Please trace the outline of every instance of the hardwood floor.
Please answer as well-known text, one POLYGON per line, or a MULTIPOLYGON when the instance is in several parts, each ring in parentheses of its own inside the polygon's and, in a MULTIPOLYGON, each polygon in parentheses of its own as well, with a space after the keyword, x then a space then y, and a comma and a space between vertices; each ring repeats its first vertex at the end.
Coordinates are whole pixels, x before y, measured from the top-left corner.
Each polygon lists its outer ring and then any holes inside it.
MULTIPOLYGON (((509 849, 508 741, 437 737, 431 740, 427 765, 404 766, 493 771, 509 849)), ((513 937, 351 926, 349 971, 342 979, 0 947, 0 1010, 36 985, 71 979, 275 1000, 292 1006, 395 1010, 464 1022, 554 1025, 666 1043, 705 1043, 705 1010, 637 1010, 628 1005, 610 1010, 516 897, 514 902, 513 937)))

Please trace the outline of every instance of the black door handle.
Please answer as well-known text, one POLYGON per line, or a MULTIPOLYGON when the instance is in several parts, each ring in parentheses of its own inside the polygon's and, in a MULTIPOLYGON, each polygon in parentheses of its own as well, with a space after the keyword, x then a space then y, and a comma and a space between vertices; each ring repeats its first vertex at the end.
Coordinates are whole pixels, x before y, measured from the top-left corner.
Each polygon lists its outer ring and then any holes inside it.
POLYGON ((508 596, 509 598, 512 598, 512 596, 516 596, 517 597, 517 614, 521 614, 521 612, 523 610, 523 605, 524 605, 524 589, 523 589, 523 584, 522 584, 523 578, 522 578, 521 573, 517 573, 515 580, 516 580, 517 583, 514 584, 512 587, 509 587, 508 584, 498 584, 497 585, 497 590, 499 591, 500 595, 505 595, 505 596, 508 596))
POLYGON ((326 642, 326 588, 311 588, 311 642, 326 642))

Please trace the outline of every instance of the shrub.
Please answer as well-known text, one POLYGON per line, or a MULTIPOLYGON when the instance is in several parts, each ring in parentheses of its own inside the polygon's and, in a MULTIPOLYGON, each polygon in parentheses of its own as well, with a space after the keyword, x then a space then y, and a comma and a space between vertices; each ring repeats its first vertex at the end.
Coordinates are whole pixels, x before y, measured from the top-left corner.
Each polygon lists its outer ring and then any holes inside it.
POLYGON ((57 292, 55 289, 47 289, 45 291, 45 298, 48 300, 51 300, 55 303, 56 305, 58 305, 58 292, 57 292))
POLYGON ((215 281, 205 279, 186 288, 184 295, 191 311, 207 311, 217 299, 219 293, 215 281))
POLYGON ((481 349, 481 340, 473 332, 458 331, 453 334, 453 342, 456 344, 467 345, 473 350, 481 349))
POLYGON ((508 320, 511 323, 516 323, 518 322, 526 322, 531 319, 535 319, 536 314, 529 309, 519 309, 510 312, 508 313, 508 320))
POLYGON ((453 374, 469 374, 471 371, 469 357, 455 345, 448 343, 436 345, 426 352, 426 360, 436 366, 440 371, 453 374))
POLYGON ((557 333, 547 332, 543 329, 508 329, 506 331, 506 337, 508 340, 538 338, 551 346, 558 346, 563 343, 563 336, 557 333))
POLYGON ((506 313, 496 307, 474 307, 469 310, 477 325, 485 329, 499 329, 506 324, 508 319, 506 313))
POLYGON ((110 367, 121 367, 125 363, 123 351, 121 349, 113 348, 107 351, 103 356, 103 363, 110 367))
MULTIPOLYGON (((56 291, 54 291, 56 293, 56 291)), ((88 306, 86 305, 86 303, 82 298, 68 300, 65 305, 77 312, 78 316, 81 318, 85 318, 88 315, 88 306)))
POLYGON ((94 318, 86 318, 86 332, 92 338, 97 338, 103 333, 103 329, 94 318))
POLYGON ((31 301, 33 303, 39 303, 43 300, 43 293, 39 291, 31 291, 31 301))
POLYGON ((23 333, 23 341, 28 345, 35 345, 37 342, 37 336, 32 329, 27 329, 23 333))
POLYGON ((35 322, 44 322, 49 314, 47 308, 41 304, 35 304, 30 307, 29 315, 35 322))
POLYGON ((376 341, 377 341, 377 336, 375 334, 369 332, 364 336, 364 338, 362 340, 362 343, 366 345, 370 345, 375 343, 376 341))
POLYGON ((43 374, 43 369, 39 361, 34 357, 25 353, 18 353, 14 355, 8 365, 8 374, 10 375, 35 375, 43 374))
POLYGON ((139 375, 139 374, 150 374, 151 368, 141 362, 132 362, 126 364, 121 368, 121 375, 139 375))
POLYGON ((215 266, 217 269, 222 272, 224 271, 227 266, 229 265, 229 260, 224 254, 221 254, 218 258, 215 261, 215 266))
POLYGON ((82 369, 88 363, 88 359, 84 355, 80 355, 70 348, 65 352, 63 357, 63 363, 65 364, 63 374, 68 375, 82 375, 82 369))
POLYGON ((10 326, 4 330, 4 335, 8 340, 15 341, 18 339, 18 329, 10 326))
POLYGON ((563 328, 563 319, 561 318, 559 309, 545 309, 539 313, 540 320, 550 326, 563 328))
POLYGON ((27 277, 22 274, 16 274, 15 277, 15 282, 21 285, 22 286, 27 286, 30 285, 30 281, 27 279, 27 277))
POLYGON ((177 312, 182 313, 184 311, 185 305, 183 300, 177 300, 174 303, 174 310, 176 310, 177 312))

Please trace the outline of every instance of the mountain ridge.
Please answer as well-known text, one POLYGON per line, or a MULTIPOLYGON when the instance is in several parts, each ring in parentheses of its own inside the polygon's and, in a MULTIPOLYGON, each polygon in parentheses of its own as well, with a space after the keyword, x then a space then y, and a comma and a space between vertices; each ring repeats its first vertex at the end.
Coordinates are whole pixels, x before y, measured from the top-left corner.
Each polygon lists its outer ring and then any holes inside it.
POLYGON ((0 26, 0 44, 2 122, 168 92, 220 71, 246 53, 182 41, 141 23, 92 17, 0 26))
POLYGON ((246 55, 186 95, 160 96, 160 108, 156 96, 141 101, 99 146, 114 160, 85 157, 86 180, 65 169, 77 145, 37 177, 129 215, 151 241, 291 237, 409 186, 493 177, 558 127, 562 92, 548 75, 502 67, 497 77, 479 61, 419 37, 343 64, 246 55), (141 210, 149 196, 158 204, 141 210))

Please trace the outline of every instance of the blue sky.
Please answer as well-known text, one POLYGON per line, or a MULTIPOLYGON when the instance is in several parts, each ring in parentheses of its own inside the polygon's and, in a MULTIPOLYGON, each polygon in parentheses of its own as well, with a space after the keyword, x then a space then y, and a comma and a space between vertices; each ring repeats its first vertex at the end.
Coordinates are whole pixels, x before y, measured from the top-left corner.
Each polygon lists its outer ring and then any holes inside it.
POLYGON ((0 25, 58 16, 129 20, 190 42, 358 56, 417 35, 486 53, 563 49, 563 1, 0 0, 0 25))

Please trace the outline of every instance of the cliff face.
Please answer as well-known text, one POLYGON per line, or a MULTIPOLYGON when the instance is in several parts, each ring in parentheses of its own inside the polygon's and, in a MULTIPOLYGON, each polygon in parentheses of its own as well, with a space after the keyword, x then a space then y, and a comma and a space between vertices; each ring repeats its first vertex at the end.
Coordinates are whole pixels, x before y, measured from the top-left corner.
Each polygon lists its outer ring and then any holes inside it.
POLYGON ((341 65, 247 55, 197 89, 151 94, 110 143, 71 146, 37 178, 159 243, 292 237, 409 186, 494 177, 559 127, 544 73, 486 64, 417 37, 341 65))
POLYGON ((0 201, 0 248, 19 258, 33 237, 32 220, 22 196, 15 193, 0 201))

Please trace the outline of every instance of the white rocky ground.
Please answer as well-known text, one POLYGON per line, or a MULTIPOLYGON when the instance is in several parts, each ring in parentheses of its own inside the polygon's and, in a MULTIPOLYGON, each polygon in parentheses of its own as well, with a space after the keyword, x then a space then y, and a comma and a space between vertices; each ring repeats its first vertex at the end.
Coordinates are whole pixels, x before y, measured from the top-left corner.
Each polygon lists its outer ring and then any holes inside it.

▶ [Set task]
Return precisely the lines of the records, starting with the line that holds "Please trace the outline of every instance of the blue" and ending with the last one.

▶ [The result]
Please trace the outline of every instance of the blue sky.
Please answer as well-known text, one POLYGON per line, or a MULTIPOLYGON when the instance is in several parts, each ring in parentheses of its own inside the polygon's and, in a MULTIPOLYGON, each polygon in parentheses of its own as well, with a space after the keyword, x then a space then y, and a comma and a space between vertices; each ring repeats its first vertex at the end.
Coordinates are whole pixels, x before y, measured from the top-left corner.
Each polygon lists its outer ring and then any holes inside it.
POLYGON ((0 25, 58 16, 129 20, 190 42, 358 56, 417 35, 486 53, 563 49, 563 1, 0 0, 0 25))

Please trace the outline of every instance of the cliff face.
Please answer as well-known text, one POLYGON per line, or a MULTIPOLYGON when the instance is in several parts, each ring in parentheses of its own inside the polygon's and, in a MULTIPOLYGON, each polygon in parentheses of its own as well, with a space after the keyword, x then a space then y, and a comma and a space between vertices; each ring repeats its first vertex at the end.
Coordinates are whole pixels, x before y, measured from the top-left corner.
Each polygon lists its outer ring and then any holes inside it.
POLYGON ((341 65, 247 55, 197 89, 151 94, 110 143, 71 146, 37 178, 159 243, 292 237, 409 186, 494 177, 559 127, 544 73, 486 64, 417 37, 341 65))
POLYGON ((0 201, 0 248, 19 258, 33 237, 32 220, 22 196, 15 193, 0 201))

Please trace the outline of every instance of the white rocky ground.
Please answer as well-known text, one POLYGON per line, or a MULTIPOLYGON when the instance is in several parts, each ring in parentheses of its own inside the polygon's and, in a MULTIPOLYGON, each polygon in parentheses of its own as well, with a space after the keyword, x then a space then y, and a comma and a space between vertices; each ring repeats its first vertex at the end.
Coordinates are whole pixels, x before y, measured from the top-left corner.
Each polygon lists its outer ring and then any holes inside it.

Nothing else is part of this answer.